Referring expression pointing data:
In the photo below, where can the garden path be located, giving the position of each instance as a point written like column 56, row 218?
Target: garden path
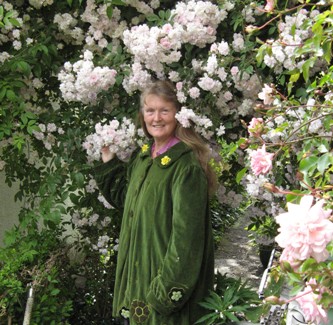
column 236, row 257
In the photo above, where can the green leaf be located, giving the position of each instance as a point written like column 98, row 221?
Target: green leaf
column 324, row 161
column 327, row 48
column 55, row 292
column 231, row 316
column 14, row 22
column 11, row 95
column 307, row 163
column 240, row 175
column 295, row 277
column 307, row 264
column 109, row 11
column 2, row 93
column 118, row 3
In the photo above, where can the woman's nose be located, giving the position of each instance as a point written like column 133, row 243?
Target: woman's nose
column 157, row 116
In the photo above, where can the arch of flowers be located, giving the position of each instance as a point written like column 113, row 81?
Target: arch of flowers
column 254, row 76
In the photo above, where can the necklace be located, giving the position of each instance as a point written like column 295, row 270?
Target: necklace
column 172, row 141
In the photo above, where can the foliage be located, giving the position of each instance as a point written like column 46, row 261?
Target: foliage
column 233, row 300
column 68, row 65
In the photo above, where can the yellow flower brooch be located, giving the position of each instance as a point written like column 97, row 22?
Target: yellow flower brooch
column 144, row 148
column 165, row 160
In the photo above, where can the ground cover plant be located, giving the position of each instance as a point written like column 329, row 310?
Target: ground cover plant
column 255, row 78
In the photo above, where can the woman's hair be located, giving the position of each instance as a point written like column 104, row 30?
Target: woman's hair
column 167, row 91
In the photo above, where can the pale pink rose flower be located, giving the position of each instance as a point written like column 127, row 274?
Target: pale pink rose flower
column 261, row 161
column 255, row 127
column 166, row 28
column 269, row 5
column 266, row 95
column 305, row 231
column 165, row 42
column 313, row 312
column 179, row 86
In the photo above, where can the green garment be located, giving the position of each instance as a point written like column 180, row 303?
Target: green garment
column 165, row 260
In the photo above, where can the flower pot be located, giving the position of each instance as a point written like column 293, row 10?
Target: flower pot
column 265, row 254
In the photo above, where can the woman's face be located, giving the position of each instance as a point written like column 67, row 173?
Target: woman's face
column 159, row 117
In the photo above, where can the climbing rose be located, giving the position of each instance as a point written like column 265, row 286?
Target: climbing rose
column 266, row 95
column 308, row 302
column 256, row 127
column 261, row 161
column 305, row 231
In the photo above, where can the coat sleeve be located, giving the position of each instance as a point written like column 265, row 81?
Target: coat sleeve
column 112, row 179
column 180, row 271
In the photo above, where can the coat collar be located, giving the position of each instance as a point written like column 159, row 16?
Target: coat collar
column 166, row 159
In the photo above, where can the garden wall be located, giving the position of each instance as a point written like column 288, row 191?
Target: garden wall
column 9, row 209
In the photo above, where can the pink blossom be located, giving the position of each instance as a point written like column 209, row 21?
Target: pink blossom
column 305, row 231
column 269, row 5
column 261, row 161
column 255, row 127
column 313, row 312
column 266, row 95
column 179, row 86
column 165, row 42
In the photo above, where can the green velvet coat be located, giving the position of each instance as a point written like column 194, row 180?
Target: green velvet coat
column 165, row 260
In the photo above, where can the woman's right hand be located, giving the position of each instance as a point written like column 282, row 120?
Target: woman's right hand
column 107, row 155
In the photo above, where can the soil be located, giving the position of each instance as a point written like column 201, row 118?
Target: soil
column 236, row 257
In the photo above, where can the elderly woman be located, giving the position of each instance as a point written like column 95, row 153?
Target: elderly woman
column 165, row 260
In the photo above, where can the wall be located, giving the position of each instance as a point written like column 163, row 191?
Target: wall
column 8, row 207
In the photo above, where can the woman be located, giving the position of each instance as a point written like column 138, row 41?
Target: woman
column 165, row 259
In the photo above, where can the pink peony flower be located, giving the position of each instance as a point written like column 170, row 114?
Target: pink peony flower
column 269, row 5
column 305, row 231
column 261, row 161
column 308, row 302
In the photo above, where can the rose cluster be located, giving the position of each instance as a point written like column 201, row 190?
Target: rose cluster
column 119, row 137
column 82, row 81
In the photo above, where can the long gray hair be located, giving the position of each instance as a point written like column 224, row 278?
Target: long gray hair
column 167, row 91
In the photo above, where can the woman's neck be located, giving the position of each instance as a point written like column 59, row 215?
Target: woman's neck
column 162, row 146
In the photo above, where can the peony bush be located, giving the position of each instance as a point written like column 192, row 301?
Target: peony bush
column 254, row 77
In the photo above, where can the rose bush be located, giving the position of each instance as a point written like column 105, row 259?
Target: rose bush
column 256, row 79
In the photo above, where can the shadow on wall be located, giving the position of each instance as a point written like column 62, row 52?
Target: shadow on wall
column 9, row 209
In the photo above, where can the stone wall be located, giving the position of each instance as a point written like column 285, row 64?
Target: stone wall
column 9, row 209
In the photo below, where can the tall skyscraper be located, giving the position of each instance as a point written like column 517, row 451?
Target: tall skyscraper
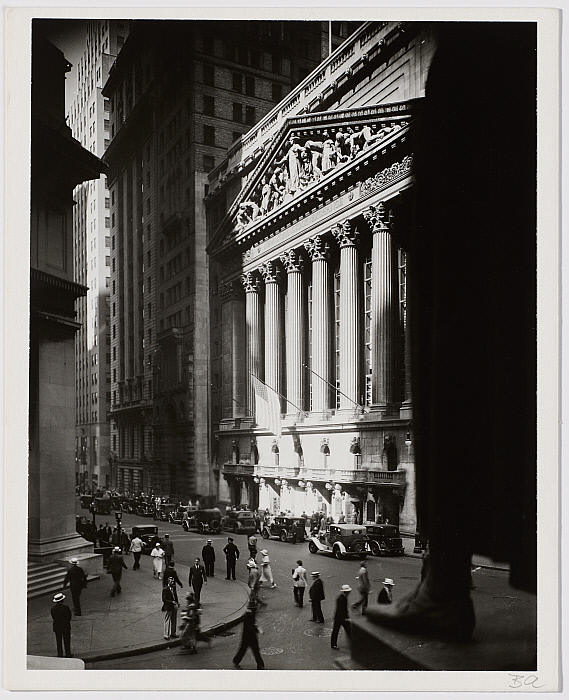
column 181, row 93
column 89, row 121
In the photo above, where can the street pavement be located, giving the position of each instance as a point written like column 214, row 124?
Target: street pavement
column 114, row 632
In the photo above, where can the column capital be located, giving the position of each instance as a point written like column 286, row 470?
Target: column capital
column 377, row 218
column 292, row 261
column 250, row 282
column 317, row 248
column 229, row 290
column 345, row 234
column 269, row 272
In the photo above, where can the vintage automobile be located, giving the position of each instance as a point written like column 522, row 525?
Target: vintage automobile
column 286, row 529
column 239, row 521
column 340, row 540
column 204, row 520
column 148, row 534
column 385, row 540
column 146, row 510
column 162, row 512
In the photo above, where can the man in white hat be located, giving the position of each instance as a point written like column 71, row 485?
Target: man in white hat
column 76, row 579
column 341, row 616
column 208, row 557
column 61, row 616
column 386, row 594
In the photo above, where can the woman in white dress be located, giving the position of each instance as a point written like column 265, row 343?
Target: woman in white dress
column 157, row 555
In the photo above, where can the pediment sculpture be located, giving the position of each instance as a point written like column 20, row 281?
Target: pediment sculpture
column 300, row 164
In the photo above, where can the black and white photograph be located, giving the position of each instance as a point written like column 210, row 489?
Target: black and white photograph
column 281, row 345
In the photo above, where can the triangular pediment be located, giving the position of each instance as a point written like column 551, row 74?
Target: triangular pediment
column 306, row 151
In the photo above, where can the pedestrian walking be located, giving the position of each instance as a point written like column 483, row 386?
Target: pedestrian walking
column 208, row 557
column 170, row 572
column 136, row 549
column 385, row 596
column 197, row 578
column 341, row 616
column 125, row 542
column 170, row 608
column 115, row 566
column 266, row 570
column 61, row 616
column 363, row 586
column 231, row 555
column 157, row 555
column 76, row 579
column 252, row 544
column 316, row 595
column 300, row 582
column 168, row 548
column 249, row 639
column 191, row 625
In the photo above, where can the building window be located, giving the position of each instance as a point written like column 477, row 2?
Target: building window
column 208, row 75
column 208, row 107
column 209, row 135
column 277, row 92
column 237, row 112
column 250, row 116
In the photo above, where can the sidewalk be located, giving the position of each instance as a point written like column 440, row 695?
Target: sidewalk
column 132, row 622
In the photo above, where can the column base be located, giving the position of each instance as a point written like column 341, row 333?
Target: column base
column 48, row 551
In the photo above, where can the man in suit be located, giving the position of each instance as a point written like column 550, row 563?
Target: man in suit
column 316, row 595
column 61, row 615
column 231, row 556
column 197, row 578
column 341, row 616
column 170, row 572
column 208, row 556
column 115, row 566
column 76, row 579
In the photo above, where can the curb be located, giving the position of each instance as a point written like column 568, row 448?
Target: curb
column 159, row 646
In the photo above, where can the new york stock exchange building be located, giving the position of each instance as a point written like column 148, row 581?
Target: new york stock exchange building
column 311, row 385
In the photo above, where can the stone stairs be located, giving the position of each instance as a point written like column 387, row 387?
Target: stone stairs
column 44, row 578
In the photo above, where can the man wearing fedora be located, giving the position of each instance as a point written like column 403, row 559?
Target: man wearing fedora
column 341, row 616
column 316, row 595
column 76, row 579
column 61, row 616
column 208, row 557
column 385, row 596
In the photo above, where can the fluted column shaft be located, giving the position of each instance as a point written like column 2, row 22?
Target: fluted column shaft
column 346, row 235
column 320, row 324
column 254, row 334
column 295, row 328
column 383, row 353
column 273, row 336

→ Exercise description
Please print the lines above exactly, beginning at the first line of the entries and ending at the line holding "In the photo above, where can the green leaf", and leave the pictures out.

→ Written reply
In the photo below, where can the garden path be located, giving the position of each instance as a point written like column 56, row 218?
Target: garden path
column 236, row 257
In the photo above, where can the green leaf be located, giving the position of each instance as a point written like column 98, row 221?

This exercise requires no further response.